-- Information given start --

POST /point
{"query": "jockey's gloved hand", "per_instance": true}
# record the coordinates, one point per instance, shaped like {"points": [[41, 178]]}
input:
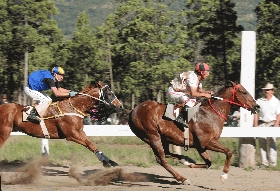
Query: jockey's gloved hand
{"points": [[72, 93]]}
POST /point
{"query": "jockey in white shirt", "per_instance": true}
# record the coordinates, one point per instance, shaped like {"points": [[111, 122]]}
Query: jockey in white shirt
{"points": [[187, 87]]}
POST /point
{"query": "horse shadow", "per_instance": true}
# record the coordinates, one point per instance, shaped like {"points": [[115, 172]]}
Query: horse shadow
{"points": [[47, 168]]}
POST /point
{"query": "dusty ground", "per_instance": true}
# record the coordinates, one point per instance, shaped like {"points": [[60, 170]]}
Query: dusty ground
{"points": [[45, 177]]}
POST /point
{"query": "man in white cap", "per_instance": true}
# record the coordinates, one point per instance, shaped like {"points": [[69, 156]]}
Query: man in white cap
{"points": [[269, 116]]}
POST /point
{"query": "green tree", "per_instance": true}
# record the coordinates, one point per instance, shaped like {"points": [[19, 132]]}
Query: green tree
{"points": [[34, 39], [84, 62], [5, 38], [214, 23], [268, 42]]}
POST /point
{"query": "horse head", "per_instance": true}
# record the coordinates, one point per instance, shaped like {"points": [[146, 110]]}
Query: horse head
{"points": [[100, 100], [241, 97]]}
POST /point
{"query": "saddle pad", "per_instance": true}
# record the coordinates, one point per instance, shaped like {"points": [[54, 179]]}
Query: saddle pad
{"points": [[169, 112]]}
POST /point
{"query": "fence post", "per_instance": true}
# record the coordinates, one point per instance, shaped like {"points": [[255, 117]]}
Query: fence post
{"points": [[247, 79]]}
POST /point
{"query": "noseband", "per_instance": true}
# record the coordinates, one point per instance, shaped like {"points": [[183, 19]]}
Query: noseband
{"points": [[232, 102]]}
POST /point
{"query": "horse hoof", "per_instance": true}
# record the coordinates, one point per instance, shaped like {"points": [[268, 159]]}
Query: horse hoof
{"points": [[113, 163], [106, 164], [187, 182], [224, 177], [184, 162]]}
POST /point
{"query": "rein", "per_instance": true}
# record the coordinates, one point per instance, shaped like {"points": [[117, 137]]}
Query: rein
{"points": [[229, 101]]}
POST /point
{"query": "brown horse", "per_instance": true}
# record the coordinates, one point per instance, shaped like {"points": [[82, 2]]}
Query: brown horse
{"points": [[63, 119], [147, 122]]}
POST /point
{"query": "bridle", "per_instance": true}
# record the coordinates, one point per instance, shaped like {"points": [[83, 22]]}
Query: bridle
{"points": [[232, 101]]}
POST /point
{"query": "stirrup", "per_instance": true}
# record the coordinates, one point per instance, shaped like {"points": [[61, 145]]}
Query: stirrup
{"points": [[34, 116], [181, 120]]}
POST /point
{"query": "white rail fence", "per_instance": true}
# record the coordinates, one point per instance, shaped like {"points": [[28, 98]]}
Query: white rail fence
{"points": [[124, 130]]}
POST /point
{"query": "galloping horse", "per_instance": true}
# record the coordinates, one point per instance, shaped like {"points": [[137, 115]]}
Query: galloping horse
{"points": [[147, 122], [63, 119]]}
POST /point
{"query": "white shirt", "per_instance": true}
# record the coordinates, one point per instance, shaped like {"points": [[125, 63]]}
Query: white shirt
{"points": [[269, 109]]}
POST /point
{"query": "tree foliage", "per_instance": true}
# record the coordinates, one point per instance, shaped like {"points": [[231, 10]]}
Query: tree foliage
{"points": [[268, 41]]}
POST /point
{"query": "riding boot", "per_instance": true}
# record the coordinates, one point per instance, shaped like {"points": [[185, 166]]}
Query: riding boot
{"points": [[34, 116], [180, 119]]}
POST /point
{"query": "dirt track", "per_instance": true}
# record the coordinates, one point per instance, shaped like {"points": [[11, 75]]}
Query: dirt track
{"points": [[36, 176]]}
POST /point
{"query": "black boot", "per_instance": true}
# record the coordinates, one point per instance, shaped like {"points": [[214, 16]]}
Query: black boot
{"points": [[181, 120], [34, 116]]}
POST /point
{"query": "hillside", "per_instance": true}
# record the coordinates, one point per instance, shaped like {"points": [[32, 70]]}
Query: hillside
{"points": [[98, 10]]}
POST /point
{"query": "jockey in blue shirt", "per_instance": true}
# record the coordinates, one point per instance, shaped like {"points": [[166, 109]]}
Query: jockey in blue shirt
{"points": [[39, 81]]}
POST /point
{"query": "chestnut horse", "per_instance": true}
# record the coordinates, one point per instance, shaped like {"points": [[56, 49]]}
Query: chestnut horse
{"points": [[147, 122], [63, 119]]}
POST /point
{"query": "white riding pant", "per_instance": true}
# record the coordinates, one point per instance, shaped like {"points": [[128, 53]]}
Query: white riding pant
{"points": [[45, 146], [180, 97], [43, 99]]}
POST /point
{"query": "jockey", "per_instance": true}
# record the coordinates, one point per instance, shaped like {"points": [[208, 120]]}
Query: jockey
{"points": [[187, 87], [40, 80]]}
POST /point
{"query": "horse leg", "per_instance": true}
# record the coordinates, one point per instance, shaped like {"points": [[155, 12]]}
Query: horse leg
{"points": [[81, 138], [185, 160], [214, 145], [5, 132], [205, 155], [156, 145]]}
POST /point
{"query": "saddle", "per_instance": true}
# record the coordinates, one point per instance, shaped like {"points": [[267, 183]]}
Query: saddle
{"points": [[173, 112]]}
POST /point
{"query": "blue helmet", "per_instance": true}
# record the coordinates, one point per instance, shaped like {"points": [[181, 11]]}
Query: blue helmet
{"points": [[58, 70]]}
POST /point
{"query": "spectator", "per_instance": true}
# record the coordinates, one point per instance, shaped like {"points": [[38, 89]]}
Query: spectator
{"points": [[269, 116]]}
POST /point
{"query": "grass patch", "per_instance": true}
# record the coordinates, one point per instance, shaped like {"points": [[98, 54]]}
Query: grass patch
{"points": [[123, 150]]}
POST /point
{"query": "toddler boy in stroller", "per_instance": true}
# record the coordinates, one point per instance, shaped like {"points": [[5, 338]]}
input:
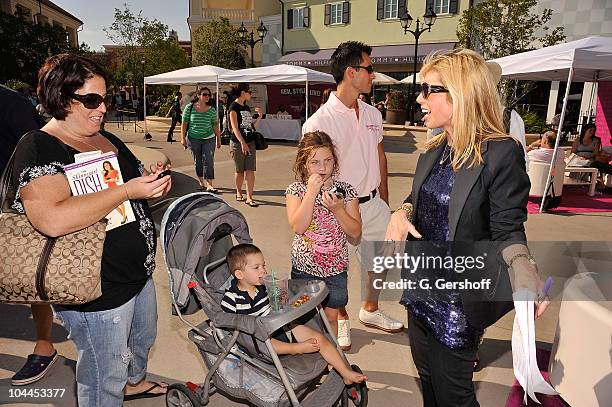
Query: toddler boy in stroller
{"points": [[247, 295]]}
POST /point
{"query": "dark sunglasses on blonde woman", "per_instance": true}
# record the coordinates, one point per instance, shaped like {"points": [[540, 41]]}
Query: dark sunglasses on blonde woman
{"points": [[90, 100], [427, 89]]}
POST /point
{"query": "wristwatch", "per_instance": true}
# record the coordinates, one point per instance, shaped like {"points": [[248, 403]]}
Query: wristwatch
{"points": [[407, 206], [529, 258]]}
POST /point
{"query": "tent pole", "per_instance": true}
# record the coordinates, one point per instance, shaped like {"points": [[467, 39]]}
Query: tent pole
{"points": [[147, 136], [307, 99], [592, 96], [556, 149]]}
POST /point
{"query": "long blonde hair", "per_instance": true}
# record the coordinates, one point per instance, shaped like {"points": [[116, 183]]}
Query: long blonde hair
{"points": [[477, 110]]}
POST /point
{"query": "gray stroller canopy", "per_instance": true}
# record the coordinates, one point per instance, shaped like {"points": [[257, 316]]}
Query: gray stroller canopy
{"points": [[195, 231]]}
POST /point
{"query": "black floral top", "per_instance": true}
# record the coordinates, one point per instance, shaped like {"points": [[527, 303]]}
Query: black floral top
{"points": [[128, 258]]}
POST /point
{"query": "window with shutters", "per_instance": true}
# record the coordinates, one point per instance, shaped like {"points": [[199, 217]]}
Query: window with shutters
{"points": [[391, 7], [335, 13], [441, 6], [298, 17]]}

-- Information given end --

Required work ->
Make an exact copy of every entry above, minus the images.

Task response ->
POST /point
{"query": "jockey's gloved hand", "per_instance": true}
# record the coordinates, one point per instance, shaped like {"points": [[41, 178]]}
input:
Query: jockey's gloved hand
{"points": [[72, 93]]}
POST /point
{"query": "jockey in white shirt", "per_instance": true}
# record the coordinates, one point per instance, shaped like {"points": [[111, 122]]}
Query: jockey in white shirt
{"points": [[187, 87]]}
POST /point
{"query": "horse shadow", "per_instance": true}
# record the coordinates, one point per instance, shaped like {"points": [[115, 172]]}
Query: horse shadow
{"points": [[47, 168]]}
POST /point
{"query": "dusty ground", "per_instance": true}
# record the coordinates, one point per instance, shaped like {"points": [[60, 170]]}
Query: dusty ground
{"points": [[45, 177]]}
POST /point
{"query": "man in white cap", "per_instance": true}
# record the coordinates, one point per instance, shaped like {"points": [[69, 156]]}
Query: man in white cap
{"points": [[269, 116]]}
POST /point
{"query": "green tree", "per_instance": true}
# record the coordinates, one point per instance, shaped like {"points": [[19, 132]]}
Query: green tree
{"points": [[34, 39], [84, 62], [5, 38], [214, 23], [268, 42]]}
POST /point
{"query": "horse head", "per_instance": true}
# record the coordinates, one point per instance, shaped like {"points": [[146, 110]]}
Query: horse head
{"points": [[100, 100], [241, 97]]}
POST /point
{"query": "saddle pad", "per_instance": true}
# record the coordinates, one point per instance, shaped like {"points": [[54, 179]]}
Query: saddle pad
{"points": [[169, 112]]}
POST /point
{"query": "fence post", "per_instance": true}
# record the coordinates, one point per instance, shaped like {"points": [[255, 117]]}
Query: fence post
{"points": [[247, 79]]}
POST /point
{"query": "noseband", "per_instance": true}
# record the coordinates, one point per instance, shaped like {"points": [[183, 19]]}
Query: noseband
{"points": [[232, 102]]}
POST /point
{"query": "horse hoof", "per_instance": true}
# record the coordinates, one point per instance, shaped like {"points": [[268, 159]]}
Query: horse hoof
{"points": [[113, 163], [106, 164], [187, 182], [224, 177], [184, 162]]}
POST /point
{"query": "rein", "per_instance": true}
# record the coordinates, one point per instance, shaped like {"points": [[117, 137]]}
Query: rein
{"points": [[229, 101]]}
POST /point
{"query": "brown horse", "per_instance": true}
# record the coordinates, one point per instance, shaped like {"points": [[82, 2]]}
Query: brown horse
{"points": [[63, 119], [147, 122]]}
POST /point
{"query": "bridle", "per_instance": true}
# record the coordinates, one point per instance, shaped like {"points": [[83, 22]]}
Query: bridle
{"points": [[232, 101]]}
POST /point
{"query": "stirrup", "per_instance": true}
# record the coordinates, one point per instance, shaped like {"points": [[61, 145]]}
Query: stirrup
{"points": [[34, 116], [181, 120]]}
POST /point
{"query": "white rail fence", "per_instance": true}
# record the coordinates, one point per instance, shaped like {"points": [[28, 98]]}
Query: white rail fence
{"points": [[124, 130]]}
POST /point
{"query": "galloping horse", "per_instance": true}
# record the coordinates, one point per instance, shaped like {"points": [[137, 115]]}
Query: galloping horse
{"points": [[147, 122], [63, 119]]}
POST /point
{"query": "white shirt", "per_instance": true}
# record the coordinates, one point per instance, shaped like {"points": [[125, 63]]}
Query: white shirt
{"points": [[269, 109]]}
POST /point
{"query": "tree foliage", "per_instance": true}
# record the coordinates, one point per instance, shaped like {"points": [[231, 10]]}
Query: tree foliage
{"points": [[268, 41]]}
POST /point
{"query": "riding boot", "per_instance": true}
# record the coordinates, one point per instance, shaped like {"points": [[185, 166]]}
Query: riding boot
{"points": [[34, 116], [180, 119]]}
POST /point
{"query": "dirt track", "per_instance": true}
# record the coordinates, one point per instance, shaped like {"points": [[11, 75]]}
Query: dirt track
{"points": [[36, 176]]}
POST /point
{"query": "black boot", "per_instance": true}
# record the coordinates, one point per instance, shaped like {"points": [[214, 16]]}
Query: black boot
{"points": [[181, 120], [34, 116]]}
POST /point
{"query": "hillside", "per_instance": true}
# record the coordinates, one point per instance, shaped like {"points": [[32, 70]]}
Query: hillside
{"points": [[98, 10]]}
POST /point
{"query": "jockey in blue shirt", "per_instance": true}
# record the coordinates, one point per instance, shaped like {"points": [[166, 109]]}
Query: jockey in blue shirt
{"points": [[39, 81]]}
POST /point
{"query": "chestnut horse", "per_instance": true}
# record the coordinates, one point per instance, shaped like {"points": [[56, 49]]}
Query: chestnut horse
{"points": [[147, 122], [63, 119]]}
POST /point
{"query": "white riding pant", "per_instance": true}
# record the coordinates, one point per instance, shaped like {"points": [[128, 53]]}
Query: white riding pant
{"points": [[45, 146], [180, 97], [43, 99]]}
POST /point
{"query": "jockey", "per_instance": true}
# record the coordinates, one point per instance, shaped like {"points": [[208, 120]]}
Query: jockey
{"points": [[187, 87], [40, 80]]}
POST /point
{"query": "horse leg", "per_instance": true}
# record the coordinates, one point per instance, shaped like {"points": [[155, 12]]}
Query: horse leg
{"points": [[81, 138], [185, 160], [214, 145], [5, 132], [205, 155], [156, 145]]}
POST /point
{"query": "saddle", "per_instance": true}
# record the coordinates, one point per instance, shaped like {"points": [[267, 183]]}
Query: saddle
{"points": [[173, 112]]}
POST /point
{"query": "blue helmet", "per_instance": true}
# record the coordinates, one point per instance, shaped like {"points": [[181, 11]]}
Query: blue helmet
{"points": [[58, 70]]}
POST /point
{"query": "spectator", "per_instance": true}
# record the coordinates, one point per instance, shaped like {"points": [[38, 89]]}
Query: spectator
{"points": [[269, 116]]}
POST /point
{"query": "grass patch", "per_instance": true}
# record the coordinates, one point per instance, shaped like {"points": [[98, 54]]}
Query: grass patch
{"points": [[123, 150]]}
POST /point
{"query": "toddler boy in stroller", "per_instance": true}
# record the coordinates, one point per instance, shaped like {"points": [[5, 338]]}
input:
Query: toddler boy in stroller
{"points": [[247, 295]]}
POST /point
{"query": "dark sunglasses on blonde woman", "per_instance": true}
# record the coordinates, one point per instance, shaped like {"points": [[540, 41]]}
Query: dark sunglasses on blonde woman
{"points": [[90, 100], [427, 89]]}
POST /point
{"query": "wristwatch", "per_instance": true}
# record the coordinates, one point per instance, shaped like {"points": [[248, 403]]}
Query: wristwatch
{"points": [[407, 206], [529, 258]]}
POST /point
{"query": "tent pole", "per_instance": true}
# record the coordinates, one point per instance, shaped like {"points": [[467, 39]]}
Query: tent pole
{"points": [[147, 136], [307, 99], [592, 96], [556, 149]]}
POST /point
{"query": "long blonde hair", "per_instance": true}
# record the coordinates, one point per instance, shaped like {"points": [[116, 183]]}
Query: long blonde hair
{"points": [[477, 110]]}
POST /point
{"query": "gray stroller canopy", "per_instance": true}
# record the coordinates, one point per instance, shaped like {"points": [[257, 316]]}
Query: gray stroller canopy
{"points": [[195, 231]]}
POST /point
{"query": "black floral top", "per_instance": true}
# record the coordinates, one point per instance, shaped like {"points": [[527, 303]]}
Query: black floral top
{"points": [[128, 258]]}
POST /point
{"query": "window with shutters", "per_instance": true}
# record the coordinates, one point per instance, shaped like {"points": [[199, 217]]}
Query: window with shutters
{"points": [[391, 7], [335, 13], [441, 6], [298, 17]]}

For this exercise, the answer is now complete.